(Image object location data)
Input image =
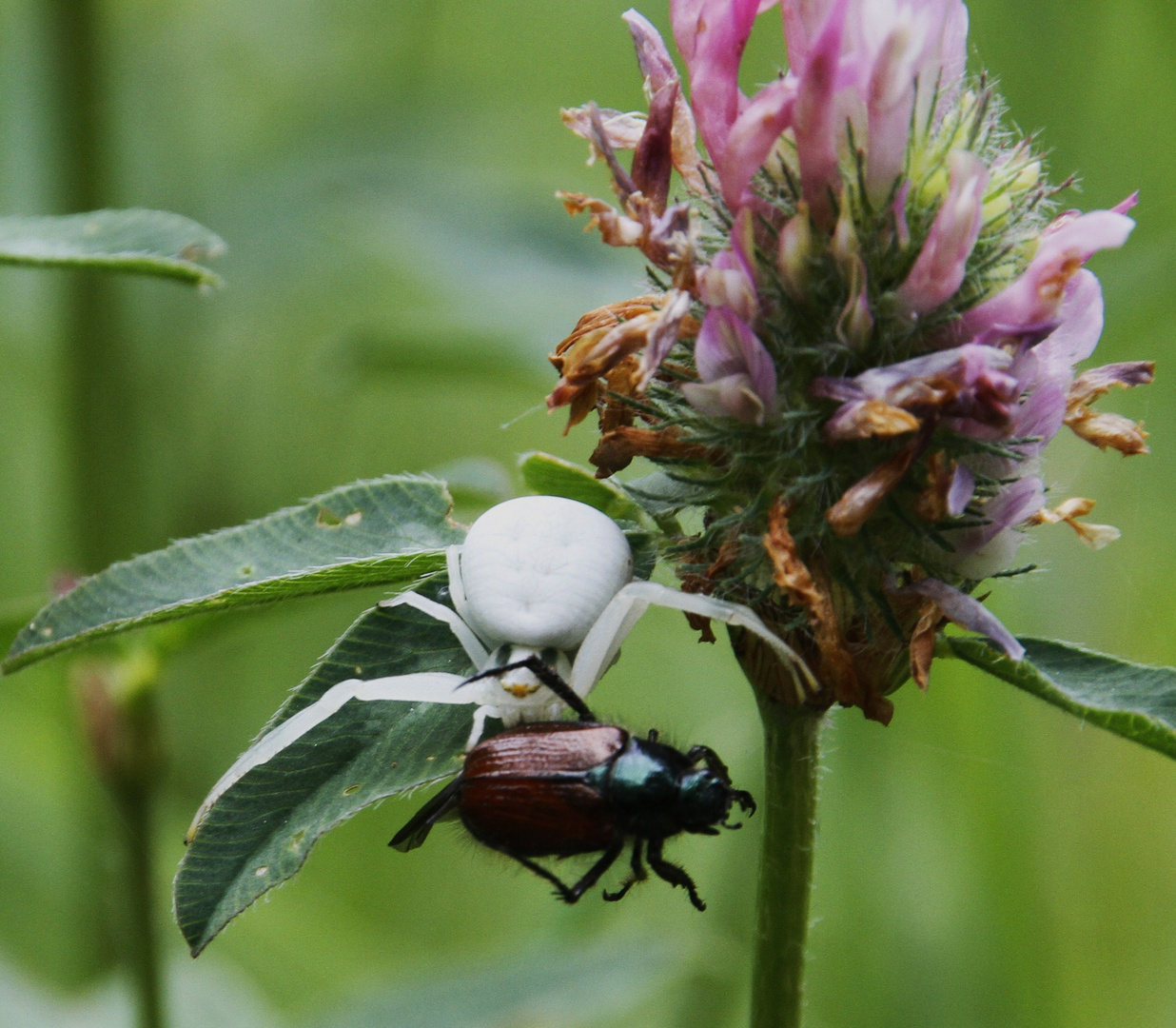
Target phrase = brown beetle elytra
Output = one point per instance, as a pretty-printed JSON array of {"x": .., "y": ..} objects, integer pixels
[{"x": 564, "y": 788}]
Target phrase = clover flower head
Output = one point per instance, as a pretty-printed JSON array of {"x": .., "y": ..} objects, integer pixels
[{"x": 862, "y": 332}]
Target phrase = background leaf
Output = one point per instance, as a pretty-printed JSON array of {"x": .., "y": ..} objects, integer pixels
[
  {"x": 260, "y": 832},
  {"x": 1131, "y": 700},
  {"x": 146, "y": 243},
  {"x": 552, "y": 477},
  {"x": 557, "y": 986},
  {"x": 388, "y": 530}
]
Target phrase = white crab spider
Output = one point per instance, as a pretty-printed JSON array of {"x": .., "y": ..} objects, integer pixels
[{"x": 537, "y": 577}]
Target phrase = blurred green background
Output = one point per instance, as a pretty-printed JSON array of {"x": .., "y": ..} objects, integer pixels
[{"x": 383, "y": 172}]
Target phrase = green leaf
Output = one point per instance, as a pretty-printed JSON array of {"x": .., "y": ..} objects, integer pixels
[
  {"x": 552, "y": 477},
  {"x": 1131, "y": 700},
  {"x": 260, "y": 832},
  {"x": 388, "y": 532},
  {"x": 146, "y": 243},
  {"x": 551, "y": 986}
]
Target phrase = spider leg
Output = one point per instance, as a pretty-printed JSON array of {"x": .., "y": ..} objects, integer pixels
[
  {"x": 466, "y": 635},
  {"x": 637, "y": 874},
  {"x": 430, "y": 687},
  {"x": 548, "y": 677},
  {"x": 479, "y": 727},
  {"x": 734, "y": 614},
  {"x": 673, "y": 874}
]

**Exercise aim**
Can you copy out all of the data above line for line, omitting the pictures?

**Reply**
Input image =
Target phrase = brown beetle elytra
Output = one point per instance, as a pretty-printed JSON array of {"x": .., "y": ..} objects, integer pixels
[{"x": 564, "y": 788}]
Target phrase = clover flower head
Output = one point per instance, as a pretty-printed JSON array of {"x": .., "y": ..} objects, integer pixels
[{"x": 862, "y": 332}]
Target phrase = background leaf
Output = one point per instance, as a pretty-printed JSON array of {"x": .., "y": ..} objects, integer pixels
[
  {"x": 260, "y": 832},
  {"x": 1131, "y": 700},
  {"x": 146, "y": 243},
  {"x": 552, "y": 477},
  {"x": 557, "y": 986},
  {"x": 388, "y": 530}
]
Target phrase = white crab spider
Output = one point per instance, as a pretty-printed JSON array of {"x": .., "y": ..} objects, integer pixels
[{"x": 537, "y": 577}]
Target phrase = blurred green background
Output = one point per instance, as a pretty-printed JSON array of {"x": .., "y": ..} objects, integer pixels
[{"x": 383, "y": 172}]
Target phrase = green leaf
Output = one point per instance, as a pretty-printed JSON array of {"x": .., "y": ..} objects, integer pixels
[
  {"x": 552, "y": 477},
  {"x": 1131, "y": 700},
  {"x": 260, "y": 832},
  {"x": 388, "y": 532},
  {"x": 146, "y": 243},
  {"x": 551, "y": 986}
]
Target phrase = spider leg
Output = one point per instance, as a pretty-printed JSON array of {"x": .., "y": ..} objects, integer pixels
[
  {"x": 466, "y": 635},
  {"x": 637, "y": 874},
  {"x": 430, "y": 687},
  {"x": 548, "y": 677},
  {"x": 479, "y": 727},
  {"x": 734, "y": 614},
  {"x": 673, "y": 874}
]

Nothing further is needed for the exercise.